**TASK BRIEF:** Below are the records; repeat them in full, exactly.

[Entries taken from a collection]
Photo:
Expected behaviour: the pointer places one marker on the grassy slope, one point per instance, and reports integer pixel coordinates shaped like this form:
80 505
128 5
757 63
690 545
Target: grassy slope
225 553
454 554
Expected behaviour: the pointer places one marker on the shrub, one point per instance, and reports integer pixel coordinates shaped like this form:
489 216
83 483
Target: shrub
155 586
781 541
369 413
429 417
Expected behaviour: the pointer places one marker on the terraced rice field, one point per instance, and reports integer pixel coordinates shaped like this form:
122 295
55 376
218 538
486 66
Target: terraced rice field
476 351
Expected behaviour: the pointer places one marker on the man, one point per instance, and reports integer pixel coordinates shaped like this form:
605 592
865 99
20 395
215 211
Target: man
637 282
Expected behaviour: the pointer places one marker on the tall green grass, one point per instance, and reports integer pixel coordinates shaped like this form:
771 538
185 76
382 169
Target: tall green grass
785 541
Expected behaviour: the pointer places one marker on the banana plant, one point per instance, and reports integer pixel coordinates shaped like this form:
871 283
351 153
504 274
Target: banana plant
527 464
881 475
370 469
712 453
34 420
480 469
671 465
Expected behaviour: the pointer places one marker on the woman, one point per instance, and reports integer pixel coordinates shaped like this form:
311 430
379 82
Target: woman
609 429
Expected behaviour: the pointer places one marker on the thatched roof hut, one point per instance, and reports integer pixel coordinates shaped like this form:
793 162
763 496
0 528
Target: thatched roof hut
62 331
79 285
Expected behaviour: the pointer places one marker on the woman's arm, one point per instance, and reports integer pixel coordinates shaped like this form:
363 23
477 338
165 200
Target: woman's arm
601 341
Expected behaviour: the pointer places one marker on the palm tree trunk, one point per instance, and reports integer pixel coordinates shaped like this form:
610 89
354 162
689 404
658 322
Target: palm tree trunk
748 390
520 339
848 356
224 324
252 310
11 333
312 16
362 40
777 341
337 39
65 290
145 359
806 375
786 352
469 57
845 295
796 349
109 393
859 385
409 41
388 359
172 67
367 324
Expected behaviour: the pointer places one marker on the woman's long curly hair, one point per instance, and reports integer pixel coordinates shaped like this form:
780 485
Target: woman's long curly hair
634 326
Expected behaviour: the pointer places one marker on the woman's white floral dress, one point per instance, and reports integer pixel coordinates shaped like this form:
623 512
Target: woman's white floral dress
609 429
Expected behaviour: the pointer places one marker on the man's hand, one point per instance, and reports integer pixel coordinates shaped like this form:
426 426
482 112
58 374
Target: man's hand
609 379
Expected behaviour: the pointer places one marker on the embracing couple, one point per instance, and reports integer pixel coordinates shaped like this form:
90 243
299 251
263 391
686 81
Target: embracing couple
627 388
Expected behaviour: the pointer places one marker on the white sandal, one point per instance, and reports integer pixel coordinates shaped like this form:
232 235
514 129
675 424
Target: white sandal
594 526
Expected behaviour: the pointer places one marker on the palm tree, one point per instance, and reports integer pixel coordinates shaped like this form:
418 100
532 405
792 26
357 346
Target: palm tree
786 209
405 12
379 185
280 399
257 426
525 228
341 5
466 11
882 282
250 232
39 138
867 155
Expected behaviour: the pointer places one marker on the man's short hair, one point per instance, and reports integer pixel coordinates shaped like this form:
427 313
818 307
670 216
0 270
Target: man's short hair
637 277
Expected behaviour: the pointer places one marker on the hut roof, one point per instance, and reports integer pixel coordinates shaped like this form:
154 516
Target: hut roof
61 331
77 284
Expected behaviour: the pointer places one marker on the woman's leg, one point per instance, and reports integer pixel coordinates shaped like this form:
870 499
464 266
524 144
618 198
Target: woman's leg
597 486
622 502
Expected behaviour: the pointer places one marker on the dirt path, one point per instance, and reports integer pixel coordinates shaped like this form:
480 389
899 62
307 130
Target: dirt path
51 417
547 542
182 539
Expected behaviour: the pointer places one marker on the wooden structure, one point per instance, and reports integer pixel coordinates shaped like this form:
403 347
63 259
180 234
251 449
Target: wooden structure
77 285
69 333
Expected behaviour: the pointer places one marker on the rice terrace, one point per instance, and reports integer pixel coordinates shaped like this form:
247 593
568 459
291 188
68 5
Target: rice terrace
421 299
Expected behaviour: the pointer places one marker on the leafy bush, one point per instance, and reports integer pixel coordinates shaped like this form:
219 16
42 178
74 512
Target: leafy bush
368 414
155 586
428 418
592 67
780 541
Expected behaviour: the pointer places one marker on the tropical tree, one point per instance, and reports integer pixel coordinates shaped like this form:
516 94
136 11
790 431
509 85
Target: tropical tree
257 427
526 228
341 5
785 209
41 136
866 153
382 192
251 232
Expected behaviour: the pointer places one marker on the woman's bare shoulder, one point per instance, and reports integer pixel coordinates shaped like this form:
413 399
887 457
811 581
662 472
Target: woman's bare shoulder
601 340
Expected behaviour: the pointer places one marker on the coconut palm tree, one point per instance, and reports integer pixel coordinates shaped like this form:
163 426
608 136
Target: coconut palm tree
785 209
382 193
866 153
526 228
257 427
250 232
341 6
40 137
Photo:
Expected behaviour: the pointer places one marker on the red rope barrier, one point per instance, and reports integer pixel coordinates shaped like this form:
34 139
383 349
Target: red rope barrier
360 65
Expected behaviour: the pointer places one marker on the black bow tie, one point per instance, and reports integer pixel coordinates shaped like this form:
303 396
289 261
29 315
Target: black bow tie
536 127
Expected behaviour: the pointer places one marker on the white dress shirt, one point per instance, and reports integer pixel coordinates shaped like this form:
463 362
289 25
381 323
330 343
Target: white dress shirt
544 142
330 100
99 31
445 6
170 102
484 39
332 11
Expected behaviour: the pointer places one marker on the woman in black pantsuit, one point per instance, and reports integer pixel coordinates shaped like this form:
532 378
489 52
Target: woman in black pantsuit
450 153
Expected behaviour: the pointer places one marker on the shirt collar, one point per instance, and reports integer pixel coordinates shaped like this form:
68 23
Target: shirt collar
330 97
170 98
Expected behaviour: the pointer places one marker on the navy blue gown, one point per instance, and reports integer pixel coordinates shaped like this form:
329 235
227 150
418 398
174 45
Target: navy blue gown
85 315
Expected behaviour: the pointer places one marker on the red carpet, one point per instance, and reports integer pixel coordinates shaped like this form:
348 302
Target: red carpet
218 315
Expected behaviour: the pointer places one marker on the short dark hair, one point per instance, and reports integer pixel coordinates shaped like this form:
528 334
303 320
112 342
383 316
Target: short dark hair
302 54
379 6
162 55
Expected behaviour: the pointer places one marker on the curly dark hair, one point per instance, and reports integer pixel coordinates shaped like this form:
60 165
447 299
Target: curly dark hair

**ANSWER TO THE PROBLEM:**
Photo:
Expected behaviour: the pointer places one marker on the grassy slope, one point per instance, and reports integer pixel coordinates shaped like this form:
80 505
128 5
757 63
690 545
Target: grassy slope
225 553
454 554
Expected behaviour: the pointer places one marker on the shrub, one point per instance, and reports integer pixel coordinates shaped like this form:
489 216
83 483
Target: shrub
155 586
781 541
369 413
429 417
Expected behaviour: the pointer places one marker on the terraced rice field, one point per instance, and reports integer pixel coordinates shaped like this form:
122 295
55 376
218 538
486 66
Target: terraced rice field
476 351
Expected behaviour: the pointer places one marker on the man, one point per instance, and reports integer pixel coordinates shaped like this form:
605 592
865 99
20 395
215 211
Target: man
637 282
Expected behaviour: the pointer places one marker on the tall green grass, one point per instance, and reports integer pixel coordinates shaped like this form:
771 538
185 76
382 169
Target: tall green grass
785 541
Expected behaviour: the pointer places one marker on the banana plant, one point per instance, and reports integer pixel coordinates shaped like this form:
871 283
351 153
504 274
Target: banana plant
527 464
881 475
370 469
712 453
34 420
480 469
671 465
Expected behaviour: the pointer places one marker on the woman, one point per instance, and reports integer pixel coordinates shaped like this form:
311 430
379 82
Target: woman
609 429
Expected behaviour: the pointer places one marker on the thatched roof hut, one point per instance, and reports integer pixel coordinates shaped like this form:
793 162
763 496
0 528
Target: thatched roof hut
62 331
79 285
Expected behaviour: the pointer places one marker on the woman's arm, one point per instance, and reports integer pixel coordinates shaped like this form:
363 23
477 338
165 200
Target: woman's arm
601 341
Expected behaviour: the pointer places one marker on the palm tree trunk, one point per instance, and reports integer pixel coordinates shaped like this form:
610 89
354 162
689 404
658 322
Target: palm tree trunk
748 390
520 339
848 356
224 324
252 310
11 333
312 16
362 40
777 341
337 39
65 290
145 359
806 375
786 352
469 57
845 295
796 349
109 393
859 385
409 41
388 359
172 67
367 324
Expected behaviour: the pointer places one marker on the woman's long curly hair, one point per instance, and reports integer pixel coordinates shaped like this form:
780 485
Target: woman's long curly hair
634 326
Expected behaviour: the pointer places one marker on the woman's white floral dress, one point per instance, and reports integer pixel coordinates shaped like this form:
623 512
Target: woman's white floral dress
609 429
Expected behaviour: the pointer places one marker on the man's hand, one point per instance, and reports integer pixel coordinates shaped like this form:
426 426
482 112
58 374
Target: man's hand
609 379
Expected behaviour: the pointer places one marker on the embracing couple, one point per instance, and reports integer pixel coordinates shaped like this form:
90 243
299 251
263 391
686 81
Target: embracing couple
627 388
Expected behaviour: the pointer places one marker on the white sandal, one point per instance, and reports integer pixel coordinates shaped like this form:
232 235
514 129
675 424
Target: white sandal
594 526
Expected behaviour: the pointer places one marker on the palm tree, one point per instance, and reports integer pixel coordinates shaped like this form:
418 100
532 405
792 26
357 346
Target: palm tree
786 209
405 12
379 185
280 399
257 426
525 228
341 5
466 11
882 282
250 232
39 138
867 155
Expected behaviour: the pointer places one marker on the man's short hair, one point per instance, and reports integer pixel coordinates shaped like this form:
427 313
818 307
670 216
0 270
Target: man's short hair
637 277
Expected behaviour: the pointer places one marker on the hut roof, one point per instance, and reports integer pixel coordinates shaped like this form:
154 516
Target: hut roof
61 331
77 284
Expected behaviour: the pointer places one marker on the woman's leg, one point per instance, and reports integer pixel coordinates shaped like this form:
870 499
464 266
524 144
618 198
Target: woman's leg
597 486
622 502
Expected behaviour: the pointer places one marker on the dirt path, one point per instance, and reports integer pixel coordinates shaped like this form:
480 389
899 62
307 130
Target: dirt path
51 417
547 542
182 539
Expected behaviour: the pointer places one marker on the wooden structure, one point per instance, and reports integer pixel coordinates shaped like this form:
403 347
63 259
180 234
251 449
Target: wooden structure
77 285
69 333
Expected behaviour: the pointer places one marker on the rice terrace, one point per instance, and reports integer pixel coordinates shaped like this form:
247 593
568 459
291 188
68 5
Target: rice terrace
421 299
Expected behaviour: the pointer places one marker on the leafy bush, one point per instance, and reports integer pixel coordinates shaped like this form:
219 16
42 178
74 512
Target: leafy bush
368 414
155 586
428 418
592 67
780 541
Expected behaviour: the pointer places one marker on the tropical tree, one point per instance, and reports integer pixel coordinates shaped like this form:
516 94
136 11
790 431
509 85
Target: tropical tree
257 427
526 228
341 5
785 209
41 136
866 153
382 192
251 232
Expected behaviour: the pointer places one marker on the woman's bare shoulder, one point per instance, and reports integer pixel coordinates shaped like this form:
413 399
887 457
811 581
662 472
Target: woman's bare shoulder
601 340
Expected behaviour: the pointer places one marker on the coconut palm tree, one point per instance, and reports integer pixel coordinates shaped like this form:
163 426
608 136
Target: coconut palm tree
785 209
382 193
866 153
526 228
257 427
250 232
341 6
40 137
Photo:
Expected behaviour: the pointer places one marker on the red rope barrier, one point per instance, and reports integer pixel coordinates shaped like this form:
34 139
383 349
Target: red rope barrier
360 65
Expected behaviour: the pointer places one marker on the black bow tie, one point per instance, and reports integer pixel coordinates shaped like this form:
303 396
289 261
29 315
Target: black bow tie
536 127
Expected behaviour: the pointer places one marker on the white dress shirt, one point per instance, and reports integer pixel coordinates shaped like this form:
463 362
289 25
381 323
330 343
Target: white dress shirt
544 142
330 100
99 31
445 6
170 102
484 39
332 11
Expected behaviour: the pointer places one marker on the woman in black pantsuit, one point per instance, and reports integer pixel coordinates shaped like this form:
532 378
489 52
Target: woman in black pantsuit
450 153
Expected behaviour: the pointer places one marker on the shirt collar, one point per instance, and reports integer pixel coordinates shaped like this form:
68 23
Target: shirt collar
330 97
170 98
Expected behaviour: the pointer places one marker on the navy blue gown, one point per instance, and reports integer pixel coordinates shaped like this form:
329 235
227 150
418 398
174 45
Target: navy blue gown
85 315
Expected behaviour: the pointer places one marker on the red carpet, one point per instance, and reports integer pixel coordinates shaped like this form:
348 302
Target: red carpet
218 315
Expected behaviour: the pointer places one marker on the short dark hair, one point per instance, and reports integer pixel coordinates shaped like this form:
528 334
303 320
112 342
383 316
Target: short dark hair
302 54
379 6
162 55
Expected behaviour: the pointer places one marker on the curly dark hair, one point per instance, and reports integer pixel coordinates shaped like this form:
60 165
447 299
Target: curly dark hair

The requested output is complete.